Through fragments and interlaced stories-including those of highway killers, artists, celebrities, conspiracists, gangsters, nuns, and sundry others-DeLillo creates a fragile web of connected experience, a communal Zeitgeist that encompasses the messy whole of five decades of American life, wonderfully distilled.
***
Starting with a 1951 baseball game and ending with the Internet, "Underworld" is not a book for the faint-hearted. Elegiac in tone and described variously as DeLillo's Magnum Opus and his attempt to write the Great American Novel, the book weighs in at a hefty 827 pages and zips back and forwards in time, moving in and out of the lives of a plethora of different characters.
Following three main themes – the fate of a baseball from the winning game of the 1951 world series, the threat of atomic warfare and the mountains of garbage created by modern society – DeLillo moves forwards and backwards through the decades, introducing characters and situations and gradually showing the way their lives are interconnected.
Reading the prose can be uncannily like using a web browser: the narrative focus moves from character to character almost as quickly as we are introduced to them, and the time frame regularly changes to show further connections between the key players. This device – literature as hypertext – is particularly effective in the early parts of the novel and the technique never intrudes on the story itself.

> [RECORDS FOR THE TASK]
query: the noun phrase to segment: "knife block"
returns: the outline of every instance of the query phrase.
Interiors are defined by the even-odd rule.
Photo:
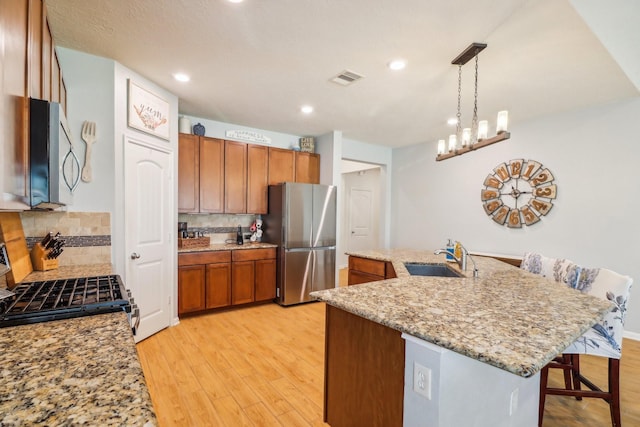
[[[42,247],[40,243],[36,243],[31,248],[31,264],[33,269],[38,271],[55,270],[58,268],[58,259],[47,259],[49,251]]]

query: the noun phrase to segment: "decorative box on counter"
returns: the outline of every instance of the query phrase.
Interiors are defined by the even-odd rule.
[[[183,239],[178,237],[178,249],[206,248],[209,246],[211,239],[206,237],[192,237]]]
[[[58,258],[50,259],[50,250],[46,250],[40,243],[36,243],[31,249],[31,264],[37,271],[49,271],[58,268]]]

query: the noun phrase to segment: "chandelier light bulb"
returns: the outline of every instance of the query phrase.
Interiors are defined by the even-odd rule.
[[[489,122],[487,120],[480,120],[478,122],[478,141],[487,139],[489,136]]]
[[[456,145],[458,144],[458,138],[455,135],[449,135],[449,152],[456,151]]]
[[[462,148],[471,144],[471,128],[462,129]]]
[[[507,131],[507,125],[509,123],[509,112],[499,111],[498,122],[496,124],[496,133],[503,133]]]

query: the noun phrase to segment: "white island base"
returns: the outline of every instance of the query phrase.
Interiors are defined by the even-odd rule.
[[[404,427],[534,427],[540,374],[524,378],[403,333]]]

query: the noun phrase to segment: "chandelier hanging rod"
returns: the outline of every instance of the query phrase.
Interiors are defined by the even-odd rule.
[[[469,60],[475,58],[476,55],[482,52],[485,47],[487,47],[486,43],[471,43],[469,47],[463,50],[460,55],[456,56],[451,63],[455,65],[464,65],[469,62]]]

* * *

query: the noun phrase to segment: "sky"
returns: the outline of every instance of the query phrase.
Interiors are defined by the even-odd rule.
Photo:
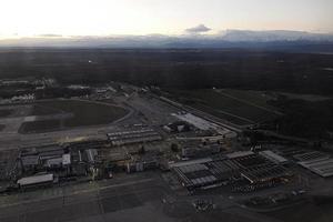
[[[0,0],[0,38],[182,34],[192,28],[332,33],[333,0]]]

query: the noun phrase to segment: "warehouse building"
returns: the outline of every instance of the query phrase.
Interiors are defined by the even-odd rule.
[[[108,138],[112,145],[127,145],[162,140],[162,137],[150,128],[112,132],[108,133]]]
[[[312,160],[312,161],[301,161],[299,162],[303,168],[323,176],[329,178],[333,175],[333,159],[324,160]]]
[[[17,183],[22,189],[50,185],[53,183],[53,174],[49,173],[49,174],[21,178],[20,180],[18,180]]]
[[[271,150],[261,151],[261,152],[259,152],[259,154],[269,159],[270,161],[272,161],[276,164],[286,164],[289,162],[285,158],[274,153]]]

==

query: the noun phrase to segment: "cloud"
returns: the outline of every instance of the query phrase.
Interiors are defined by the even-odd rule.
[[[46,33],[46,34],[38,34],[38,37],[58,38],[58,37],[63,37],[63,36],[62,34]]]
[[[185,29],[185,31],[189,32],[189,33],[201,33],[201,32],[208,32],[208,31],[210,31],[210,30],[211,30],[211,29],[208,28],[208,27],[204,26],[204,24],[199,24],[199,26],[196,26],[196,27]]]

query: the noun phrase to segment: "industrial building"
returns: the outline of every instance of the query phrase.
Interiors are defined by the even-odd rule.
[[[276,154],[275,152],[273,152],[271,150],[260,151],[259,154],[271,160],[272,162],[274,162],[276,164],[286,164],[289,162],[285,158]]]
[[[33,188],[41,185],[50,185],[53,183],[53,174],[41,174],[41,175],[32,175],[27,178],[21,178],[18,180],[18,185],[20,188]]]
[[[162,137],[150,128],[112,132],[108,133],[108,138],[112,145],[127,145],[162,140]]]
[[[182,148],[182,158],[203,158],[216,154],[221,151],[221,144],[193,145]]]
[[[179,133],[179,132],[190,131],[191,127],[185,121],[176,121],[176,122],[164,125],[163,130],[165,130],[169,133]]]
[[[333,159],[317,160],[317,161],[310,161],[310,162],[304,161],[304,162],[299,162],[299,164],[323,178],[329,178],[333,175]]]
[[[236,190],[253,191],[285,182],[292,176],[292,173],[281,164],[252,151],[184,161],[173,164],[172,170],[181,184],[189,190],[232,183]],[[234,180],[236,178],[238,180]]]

> [CHALLENGES]
A. Gather every line of the records that contains the string "chandelier", treating uppercase and lowercase as different.
B. Write what comes next in the review of DeLillo's "Underworld", picking up after its last sentence.

> [EXPECTED RESULTS]
A.
query: the noun phrase to segment: "chandelier light bulb"
query: the noun phrase to segment: "chandelier hanging rod"

B.
The book focuses on Nick Shay, a former hoodlum who now works in the burgeoning waste management industry and owns the baseball from the 1951 game, "the shot heard around the world". In addition to Nick we hear from Frank Sinatra, J. Edgar Hoover, Lenny Bruce and the various people who move in and out of Nick's life: lovers, family, friends and colleagues. Through these seemingly disconnected narratives DeLillo paints a picture of Cold War paranoia at its peak – the baseball game happened the same day as the USSR 's first nuclear test – and the changes affecting his characters as a microcosm of American society as a whole.
Very few writers, however, can justify over 800 densely-printed pages to tell a story and "Underworld" would have benefited greatly from judicious wielding of the blue pencil. Potentially intriguing plots which feature strongly in the earlier parts of the book – an intriguing serial killer subplot, the stories of each person who possesses the winning baseball – are abandoned halfway through the book in favour of overlong childhood memories or the inane ponderings of a performance artist; other stories are neglected for over 400 pages before reappearing at the end of the novel, causing an unwelcome jolt as the reader tries to remember the pertinent details.
In this respect "Underworld" is a victim of its own ambition: by trying to cover such a wide range of characters and situations, DeLillo loses track of some of them and, in the latter parts of the novel in particular, the writing feels as if it is on autopilot while the author works out what to do next.
There is still much to recommend in "Underworld", however. Each vignette is lovingly crafted: DeLillo seems as comfortable writing from the perspective of a street missionary as he is inhabiting J Edgar Hoover's paranoia. The book employs vivid imagery, from painted angels on ghetto walls to the cityscape created by mountains of domestic waste, and the dialogue is usually well-observed and thoroughly believable although it does flag when describing Nick Shay's hoodlum past. Despite its faults DeLillo has created an ambitious and powerful novel which, due to its size, can also be used to swat annoying children on trains. Highly recommended.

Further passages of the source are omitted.